▶ **Stated problem**
Quote the records word for word, from the line containing "Check whether the grey metal" through the end of the records.

----- Material for the task

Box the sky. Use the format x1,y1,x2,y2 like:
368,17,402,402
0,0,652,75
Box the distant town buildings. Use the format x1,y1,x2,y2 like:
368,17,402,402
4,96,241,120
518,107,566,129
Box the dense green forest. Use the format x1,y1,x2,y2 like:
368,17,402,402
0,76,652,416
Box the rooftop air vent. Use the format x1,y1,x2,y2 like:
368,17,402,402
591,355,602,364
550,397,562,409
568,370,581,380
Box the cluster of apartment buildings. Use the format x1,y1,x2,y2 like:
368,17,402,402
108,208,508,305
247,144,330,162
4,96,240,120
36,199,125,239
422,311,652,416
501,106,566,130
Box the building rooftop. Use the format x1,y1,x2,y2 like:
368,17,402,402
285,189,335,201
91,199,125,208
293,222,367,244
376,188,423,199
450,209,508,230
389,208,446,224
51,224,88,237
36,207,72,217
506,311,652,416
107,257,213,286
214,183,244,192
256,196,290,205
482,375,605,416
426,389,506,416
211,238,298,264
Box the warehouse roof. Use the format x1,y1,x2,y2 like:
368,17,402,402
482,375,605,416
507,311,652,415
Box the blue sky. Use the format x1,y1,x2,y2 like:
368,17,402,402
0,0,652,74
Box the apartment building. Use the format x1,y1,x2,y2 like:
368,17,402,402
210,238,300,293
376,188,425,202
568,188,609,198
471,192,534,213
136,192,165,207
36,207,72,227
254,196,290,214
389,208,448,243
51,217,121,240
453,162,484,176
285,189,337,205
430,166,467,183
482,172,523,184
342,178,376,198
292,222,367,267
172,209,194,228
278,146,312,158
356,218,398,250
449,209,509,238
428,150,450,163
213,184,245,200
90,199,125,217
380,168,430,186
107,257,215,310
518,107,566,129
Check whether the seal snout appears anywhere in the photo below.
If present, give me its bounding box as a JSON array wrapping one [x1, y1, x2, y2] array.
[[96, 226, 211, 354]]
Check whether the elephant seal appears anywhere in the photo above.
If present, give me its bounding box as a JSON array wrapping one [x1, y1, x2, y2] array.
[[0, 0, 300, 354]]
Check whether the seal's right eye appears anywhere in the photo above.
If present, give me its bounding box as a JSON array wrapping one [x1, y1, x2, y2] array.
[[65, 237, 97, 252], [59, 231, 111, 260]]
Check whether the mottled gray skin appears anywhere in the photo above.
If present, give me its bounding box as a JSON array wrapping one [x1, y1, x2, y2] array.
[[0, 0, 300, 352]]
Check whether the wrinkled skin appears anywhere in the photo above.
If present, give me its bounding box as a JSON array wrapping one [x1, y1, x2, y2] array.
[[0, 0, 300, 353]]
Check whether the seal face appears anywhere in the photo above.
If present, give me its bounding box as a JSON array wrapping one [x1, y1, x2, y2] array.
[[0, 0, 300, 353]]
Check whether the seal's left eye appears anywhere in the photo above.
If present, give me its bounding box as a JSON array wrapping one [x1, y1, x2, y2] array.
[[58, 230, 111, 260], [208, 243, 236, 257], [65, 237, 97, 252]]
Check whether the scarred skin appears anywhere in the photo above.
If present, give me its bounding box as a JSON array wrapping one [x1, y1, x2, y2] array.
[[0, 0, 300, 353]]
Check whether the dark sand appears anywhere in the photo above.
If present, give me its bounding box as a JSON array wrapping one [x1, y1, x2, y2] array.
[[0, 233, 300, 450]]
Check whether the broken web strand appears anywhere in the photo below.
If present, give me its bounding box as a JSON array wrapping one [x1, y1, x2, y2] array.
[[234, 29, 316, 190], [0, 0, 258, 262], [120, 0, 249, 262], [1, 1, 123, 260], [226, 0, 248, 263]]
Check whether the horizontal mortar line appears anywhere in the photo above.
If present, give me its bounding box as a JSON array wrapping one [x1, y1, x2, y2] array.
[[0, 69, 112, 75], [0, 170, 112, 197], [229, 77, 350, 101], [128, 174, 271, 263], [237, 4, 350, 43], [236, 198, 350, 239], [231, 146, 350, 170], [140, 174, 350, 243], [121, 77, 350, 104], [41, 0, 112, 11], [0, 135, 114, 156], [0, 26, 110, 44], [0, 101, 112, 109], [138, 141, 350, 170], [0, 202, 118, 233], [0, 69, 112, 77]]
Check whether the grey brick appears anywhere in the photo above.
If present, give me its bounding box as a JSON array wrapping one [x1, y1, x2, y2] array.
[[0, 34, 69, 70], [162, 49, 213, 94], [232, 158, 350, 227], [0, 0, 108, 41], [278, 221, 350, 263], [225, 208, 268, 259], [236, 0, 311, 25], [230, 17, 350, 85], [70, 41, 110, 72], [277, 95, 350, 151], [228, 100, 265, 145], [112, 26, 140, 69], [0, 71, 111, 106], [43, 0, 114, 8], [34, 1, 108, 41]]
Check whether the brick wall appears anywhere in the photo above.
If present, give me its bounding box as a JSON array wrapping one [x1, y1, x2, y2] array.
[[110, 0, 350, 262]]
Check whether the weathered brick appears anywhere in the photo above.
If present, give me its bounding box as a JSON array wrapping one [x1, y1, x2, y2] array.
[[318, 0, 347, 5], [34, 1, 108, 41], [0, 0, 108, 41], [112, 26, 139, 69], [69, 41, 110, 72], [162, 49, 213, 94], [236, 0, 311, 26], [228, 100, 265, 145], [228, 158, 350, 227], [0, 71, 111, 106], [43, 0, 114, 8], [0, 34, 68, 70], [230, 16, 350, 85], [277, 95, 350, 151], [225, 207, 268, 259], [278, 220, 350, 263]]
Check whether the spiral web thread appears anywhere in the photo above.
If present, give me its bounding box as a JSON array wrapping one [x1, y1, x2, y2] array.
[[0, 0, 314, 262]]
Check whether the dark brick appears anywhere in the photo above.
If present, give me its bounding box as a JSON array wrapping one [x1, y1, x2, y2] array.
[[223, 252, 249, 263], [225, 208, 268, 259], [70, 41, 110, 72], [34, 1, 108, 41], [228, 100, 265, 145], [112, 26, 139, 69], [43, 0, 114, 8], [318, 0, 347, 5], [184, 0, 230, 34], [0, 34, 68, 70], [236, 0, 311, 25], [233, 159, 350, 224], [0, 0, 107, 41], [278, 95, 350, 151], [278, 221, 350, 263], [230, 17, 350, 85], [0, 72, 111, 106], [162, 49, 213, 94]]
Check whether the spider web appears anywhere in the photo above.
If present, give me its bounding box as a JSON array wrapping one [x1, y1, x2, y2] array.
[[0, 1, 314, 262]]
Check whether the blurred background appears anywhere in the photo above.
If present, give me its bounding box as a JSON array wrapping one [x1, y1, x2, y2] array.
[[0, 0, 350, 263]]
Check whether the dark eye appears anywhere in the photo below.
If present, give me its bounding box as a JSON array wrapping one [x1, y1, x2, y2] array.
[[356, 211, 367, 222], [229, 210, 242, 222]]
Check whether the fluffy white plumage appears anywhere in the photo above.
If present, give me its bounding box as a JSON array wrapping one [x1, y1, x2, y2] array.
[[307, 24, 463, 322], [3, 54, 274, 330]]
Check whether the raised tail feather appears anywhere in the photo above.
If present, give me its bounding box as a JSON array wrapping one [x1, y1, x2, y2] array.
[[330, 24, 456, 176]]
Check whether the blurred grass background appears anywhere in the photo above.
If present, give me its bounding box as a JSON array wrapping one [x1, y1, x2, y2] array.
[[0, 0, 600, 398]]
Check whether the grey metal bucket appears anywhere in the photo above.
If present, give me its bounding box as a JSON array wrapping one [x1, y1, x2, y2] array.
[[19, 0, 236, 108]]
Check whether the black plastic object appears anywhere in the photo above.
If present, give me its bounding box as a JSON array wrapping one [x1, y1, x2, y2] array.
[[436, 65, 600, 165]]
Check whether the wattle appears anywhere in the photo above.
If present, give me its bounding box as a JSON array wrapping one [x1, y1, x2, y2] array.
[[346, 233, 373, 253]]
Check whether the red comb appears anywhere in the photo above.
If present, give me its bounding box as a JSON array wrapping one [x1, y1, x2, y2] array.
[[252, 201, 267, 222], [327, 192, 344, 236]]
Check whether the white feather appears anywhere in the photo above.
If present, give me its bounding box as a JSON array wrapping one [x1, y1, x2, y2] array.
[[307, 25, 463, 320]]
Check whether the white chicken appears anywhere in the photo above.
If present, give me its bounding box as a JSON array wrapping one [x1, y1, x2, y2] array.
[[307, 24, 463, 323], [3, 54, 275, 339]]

----------

▶ **Exercise solution**
Check whether the grey metal bucket appears anywhere in the photo above.
If present, give me its bounding box as a JSON array wrapping one [x1, y1, x2, y2] array.
[[19, 0, 236, 108]]
Check whether the black plastic object appears anywhere in the photo above.
If present, give me its bounding box as a JSON array wrapping one [x1, y1, x2, y2] array.
[[436, 65, 600, 165]]
Check whether the wattle appears anywhere in the photo above.
If present, give me its bounding box as a JSON array wrapping one [x1, y1, x2, y2] array.
[[346, 233, 373, 253]]
Check whether the red comb appears anywhere in the photo above.
If present, give me its bounding box as a JSON array wrapping one [x1, y1, x2, y2] array.
[[252, 201, 267, 222], [327, 192, 344, 236]]
Check whether the white feather appears anywhere in the photo above.
If present, give me its bounding box as a JSON array wrapping one [x1, y1, x2, y2] array.
[[307, 25, 463, 320]]
Check whether the white chicken appears anywhere in the photo above.
If present, give me its bounding box as a JSON array wrapping one [x1, y1, x2, y2] array.
[[307, 24, 463, 323], [3, 54, 275, 339]]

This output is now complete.